EXT_timer_query not enough for me

This one will be long… Feel free not to read it :slight_smile:

I’m trying to maximize performance in my game using EXT_timer_query for GPU measurements and QueryPerformanceCounter for CPU measurements (yep, is’t under Windows).

My graph shows when an action was started on CPU/GPU and when it was finished. Looks something like this:

CPU: [Sky][Terrain][Physics  ][Water]
GPU: [Sky    ][Terrain   ]    [Water     ]

The example above, shows, that GPU is idle when CPU finishes physics, and CPU is IDLE when GPU finishes water rendering. In this example you could either calculate physics at the end or remove glFinish at end of frame to get some extra performance.

Now I have a strange results when measuring glGetTexImage2D:

CPU:  [..some stuff..][getTexImage2D][...some stuff...]
GPU:  [.......some stuff........][getTexImage2D][....some sstuff....]

So, as expected, CPU issuses glGetTexImage2D and gets blocked until GPU completes this command, but after command is processed I still see GPU doing something, before it goes on.

I have the following theory for this:

Using EXT_timer_query I don’t get ‘begin’ and ‘end’ times from GPU - I only get ‘time spent’. To create such graph I’m using the following approach:

  1. CPU start time (for one action) is exactly what I measured with queryPerformanceCounter
  2. CPU end time is exactly what I measured with queryPerformanceCounter
  3. GPU start time is what I measured with queryPerformanceCounter
  4. if GPU start time is less than end time of previous action, set it to end time of previous action
  5. GPU end time is gpu start time + time spent (queried tiwh EXT_timer_query)

COLLECTED DATA »
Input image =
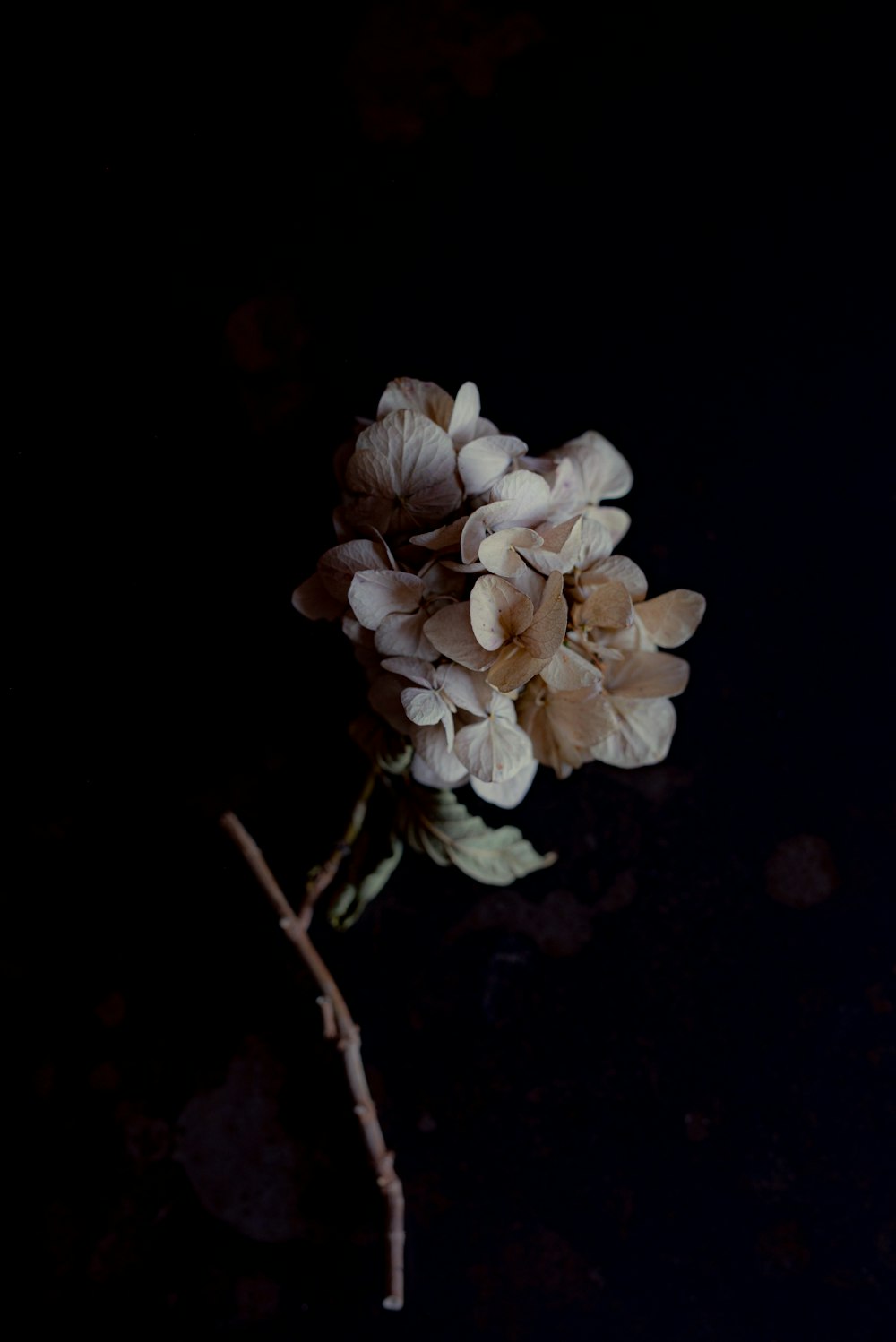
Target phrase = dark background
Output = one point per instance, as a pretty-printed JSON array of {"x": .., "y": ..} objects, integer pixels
[{"x": 647, "y": 1093}]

COMPLETE THE FOLLOWING »
(1) In the timer query post, translate this sentence into Spanish: "My graph shows when an action was started on CPU/GPU and when it was finished."
(2) According to the timer query post, what does the writer use to measure CPU time?

SOLVED TASKS »
(1) Mi gráfico muestra cuándo se inició una acción en la CPU/GPU y cuándo terminó.

(2) QueryPerformanceCounter.